__STATED TASK__
Reproduce every line of the listing below word for word, omitting the pictures.

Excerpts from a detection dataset
§

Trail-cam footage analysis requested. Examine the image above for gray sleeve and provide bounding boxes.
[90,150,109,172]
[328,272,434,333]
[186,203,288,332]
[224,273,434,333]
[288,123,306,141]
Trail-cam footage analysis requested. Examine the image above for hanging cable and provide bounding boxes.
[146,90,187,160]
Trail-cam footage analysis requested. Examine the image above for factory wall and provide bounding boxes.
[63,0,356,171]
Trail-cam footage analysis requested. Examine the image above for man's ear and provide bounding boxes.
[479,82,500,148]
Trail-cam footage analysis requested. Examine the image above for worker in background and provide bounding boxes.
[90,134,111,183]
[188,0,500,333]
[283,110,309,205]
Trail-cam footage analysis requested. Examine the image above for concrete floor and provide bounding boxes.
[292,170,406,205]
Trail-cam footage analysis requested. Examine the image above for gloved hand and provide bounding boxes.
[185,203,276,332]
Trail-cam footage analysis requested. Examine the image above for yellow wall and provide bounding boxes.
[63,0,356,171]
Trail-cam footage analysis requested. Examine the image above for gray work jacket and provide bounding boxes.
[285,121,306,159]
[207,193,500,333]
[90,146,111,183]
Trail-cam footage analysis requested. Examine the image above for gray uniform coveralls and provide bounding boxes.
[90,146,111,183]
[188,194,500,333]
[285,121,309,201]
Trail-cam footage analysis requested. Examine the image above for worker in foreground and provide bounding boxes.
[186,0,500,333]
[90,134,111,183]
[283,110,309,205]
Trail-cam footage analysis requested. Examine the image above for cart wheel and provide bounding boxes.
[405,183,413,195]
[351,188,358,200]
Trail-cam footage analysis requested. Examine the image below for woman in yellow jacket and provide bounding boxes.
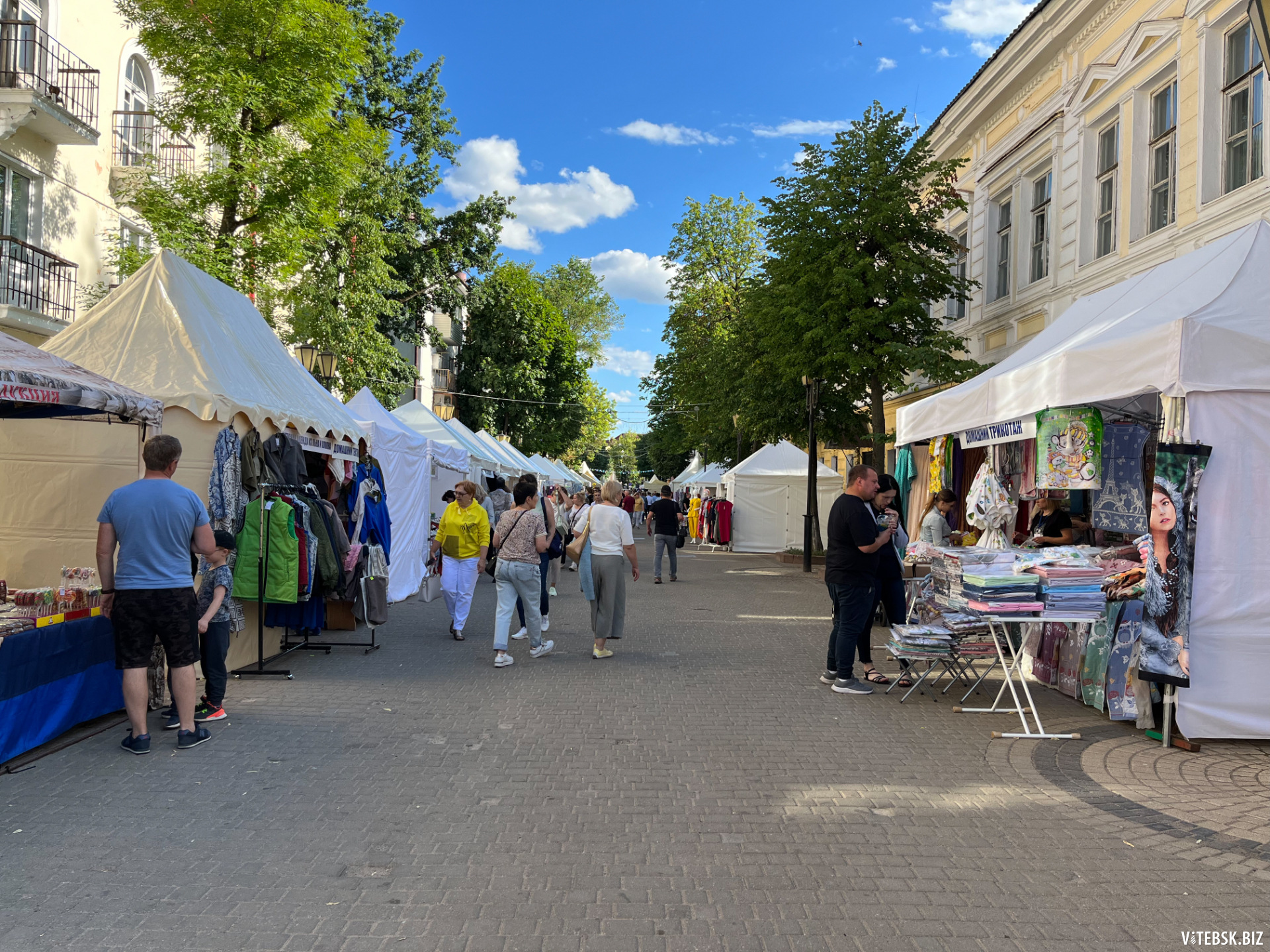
[432,480,489,641]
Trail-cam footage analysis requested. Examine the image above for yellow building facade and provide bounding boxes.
[0,0,196,344]
[914,0,1270,365]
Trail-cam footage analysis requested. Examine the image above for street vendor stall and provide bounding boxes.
[0,333,163,763]
[43,250,370,668]
[897,221,1270,738]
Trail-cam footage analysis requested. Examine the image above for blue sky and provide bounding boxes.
[388,0,1031,430]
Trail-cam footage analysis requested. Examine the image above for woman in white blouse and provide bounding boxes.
[587,480,639,658]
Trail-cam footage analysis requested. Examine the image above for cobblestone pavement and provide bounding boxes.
[0,542,1270,952]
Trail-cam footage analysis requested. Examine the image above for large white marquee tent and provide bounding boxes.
[897,221,1270,738]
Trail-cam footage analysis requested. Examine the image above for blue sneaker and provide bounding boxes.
[119,727,150,754]
[176,725,212,750]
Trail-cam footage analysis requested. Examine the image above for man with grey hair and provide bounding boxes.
[97,436,216,754]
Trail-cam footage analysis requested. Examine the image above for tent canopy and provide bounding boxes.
[0,333,163,426]
[896,221,1270,444]
[43,249,366,443]
[726,439,839,481]
[392,400,494,471]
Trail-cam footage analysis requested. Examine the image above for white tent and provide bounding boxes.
[897,221,1270,738]
[671,450,705,491]
[722,439,842,552]
[683,463,731,490]
[348,387,468,602]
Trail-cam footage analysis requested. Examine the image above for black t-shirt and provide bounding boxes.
[1030,509,1072,546]
[648,496,683,536]
[824,493,881,588]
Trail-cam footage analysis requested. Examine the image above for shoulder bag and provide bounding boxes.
[564,512,591,565]
[485,509,525,579]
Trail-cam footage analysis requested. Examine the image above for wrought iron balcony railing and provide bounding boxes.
[0,20,102,130]
[110,109,194,178]
[0,235,79,324]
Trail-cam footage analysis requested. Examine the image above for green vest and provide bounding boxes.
[233,499,300,604]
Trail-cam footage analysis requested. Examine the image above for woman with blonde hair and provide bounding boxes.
[431,480,489,641]
[587,480,639,660]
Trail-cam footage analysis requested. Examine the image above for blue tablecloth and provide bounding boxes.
[0,615,123,763]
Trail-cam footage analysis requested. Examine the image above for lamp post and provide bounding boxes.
[802,377,819,573]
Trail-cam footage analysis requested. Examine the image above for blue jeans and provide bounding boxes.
[494,559,542,651]
[824,581,874,679]
[653,533,679,579]
[516,552,551,628]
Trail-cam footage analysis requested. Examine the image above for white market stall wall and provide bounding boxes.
[722,473,842,552]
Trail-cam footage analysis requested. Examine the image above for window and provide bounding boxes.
[1093,123,1120,258]
[995,198,1011,298]
[1222,23,1263,192]
[1147,80,1177,231]
[944,231,969,321]
[1030,171,1054,280]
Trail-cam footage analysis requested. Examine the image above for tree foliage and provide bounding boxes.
[747,103,982,465]
[458,262,588,456]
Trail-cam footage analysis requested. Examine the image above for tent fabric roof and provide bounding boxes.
[683,467,731,486]
[345,387,468,472]
[726,439,839,481]
[43,249,364,442]
[0,333,163,426]
[896,221,1270,444]
[392,400,494,467]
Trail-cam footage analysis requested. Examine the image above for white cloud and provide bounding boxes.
[591,247,678,305]
[935,0,1037,38]
[446,136,635,251]
[754,119,847,138]
[601,346,653,377]
[617,119,737,146]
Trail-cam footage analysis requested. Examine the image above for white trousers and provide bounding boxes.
[441,555,480,631]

§

__EXPECTED ANSWER__
Trail-cam footage analysis requested. Examine the image above for gray sleeve and provide bounding boxes.
[90,150,109,172]
[328,272,434,333]
[186,203,288,332]
[224,273,434,333]
[288,123,306,141]
Trail-cam footage analysis requested. Examine the image above for hanging cable and provide bounding boxes.
[146,90,187,160]
Trail-cam footage analysis requested. Examine the image above for factory wall and provide bounding boxes.
[63,0,356,171]
Trail-cam footage analysis requested. Examine the image above for man's ear and provide bounding boxes.
[479,82,500,148]
Trail-cam footage analysis requested. Examine the image above for worker in background and provide bounding boxes.
[90,134,111,183]
[188,0,500,333]
[283,110,309,205]
Trail-cam footage analysis requested. Examine the image above for concrete floor and provide bounding boxes.
[292,170,406,205]
Trail-cam footage analysis requested. Examine the image above for gloved hand and provide bounding boxes.
[185,203,276,332]
Trail-cam footage analysis requested. Examine the image above for yellow wall and provide bounding boxes.
[63,0,356,171]
Trail-cam footage analysis requested. Examine the image above for gray work jacket and provide bounding boxes.
[285,121,306,159]
[207,193,500,333]
[90,146,111,183]
Trail-cam footage analysis requested. Examine the image above for gray uniform coveralls and provide bounding boxes.
[90,146,111,183]
[188,194,500,333]
[285,121,309,201]
Trail-cam footage analysis requested. Examine the image above for worker in foreground and provide bounding boxes.
[186,0,500,333]
[90,134,111,183]
[283,110,309,205]
Trail-cam footage analysis requested. Examine the image above for cart wheel and provide bounding boxes.
[405,183,413,195]
[351,188,358,200]
Trail-cam footage analysis requested. Examine the image below for woman in yellow jacket and provide bounding boxes.
[432,480,489,641]
Trail-cam footage analysis requested. Examine the image above for yellow building facade and provide bounding boxes.
[0,0,196,344]
[914,0,1270,365]
Trail-cam footage analysis requested. Examine the image above for street vendor stall and provide bounding boxes.
[0,333,163,763]
[43,250,370,668]
[897,221,1270,738]
Trail-cam footage analysis requested. Examine the image above for blue sky and provide bounding boxes.
[388,0,1031,430]
Trail-cam footage analysis requested. Examine the image above for woman in white blouse and provide bounding boxes.
[587,480,639,658]
Trail-cam footage analysis requested. Examine the image above for cobblestone pavement and provide bounding boxes.
[0,542,1270,952]
Trail-cam footage analysis requested. Examine the image above for large white marquee tent and provide bounding boxes.
[897,221,1270,738]
Trail-cam footage analysis requested. Examine the image above for blue sneaker and provide bounding boxes.
[119,727,150,754]
[176,725,212,750]
Trail-cam footage analysis requested. Examine the image above for man with grey hair and provide bounding boxes.
[97,436,216,754]
Trail-cam footage analysis requested. Examine the image above for tent canopy and provide bounding boxes.
[0,333,163,426]
[896,221,1270,444]
[43,249,366,443]
[726,439,839,481]
[392,400,494,471]
Trail-cam footage analysis requested. Examine the image above for white tent and provide bounding boxes.
[897,221,1270,738]
[671,450,705,491]
[722,439,842,552]
[683,463,731,490]
[348,387,468,602]
Trail-cam footage analysis requested. Examine the image above for black t-shirt and provide bounding boxes.
[1030,509,1072,546]
[648,496,683,536]
[824,493,881,588]
Trail-cam footage analysis requested. Examine the image above for shoulder bag and provide bounding boxes.
[564,512,591,565]
[485,509,525,579]
Trail-cam footage analysis requested. Examine the image above for wrought iron balcony railing and provide bounding boxes.
[0,20,102,130]
[110,109,194,178]
[0,235,79,324]
Trail-cam footage analysis requested. Examine the image above for green vest and provide bounding boxes.
[233,499,300,604]
Trail-cam footage analysis requested. Examine the image above for woman with blonde hair and provide bounding boxes.
[431,480,489,641]
[587,480,639,660]
Trail-cam footage analysis requested. Examine the image above for blue tablecloth and provide bounding boxes.
[0,615,123,763]
Trail-cam footage analysis requested. Examine the image above for lamp post and provide bounding boxes.
[802,377,819,573]
Trail-cam footage analysis requested. Examine the image above for blue jeans and provide bounding boxes.
[494,559,542,651]
[824,581,874,679]
[653,533,679,579]
[516,552,551,628]
Trail-cam footage analysis requested. Examine the image above for white market stall wall and provide bounding boxes.
[722,473,842,552]
Trail-cam footage analysis requested. Examine the image above for window and provide bounding boxes.
[1093,123,1120,258]
[995,198,1011,298]
[1222,23,1263,192]
[1147,80,1177,231]
[944,231,969,321]
[1030,171,1054,280]
Trail-cam footage analysis requested. Examine the image above for tree foliage and provide bounding boxes.
[747,103,982,465]
[458,262,588,456]
Trail-cam footage analysis requested. Examine the image above for tent fabric roof and provide bounding boxes.
[683,467,731,486]
[345,387,468,472]
[726,439,839,481]
[43,249,364,442]
[0,333,163,426]
[896,221,1270,444]
[392,400,494,467]
Trail-cam footage analysis requested. Examine the image above for white cloud and provide bounding boxes.
[591,247,678,305]
[935,0,1037,38]
[446,136,635,251]
[754,119,847,138]
[601,346,653,377]
[617,119,737,146]
Trail-cam footage analysis requested. Examine the image above for white trousers and provide bounding boxes.
[441,555,480,631]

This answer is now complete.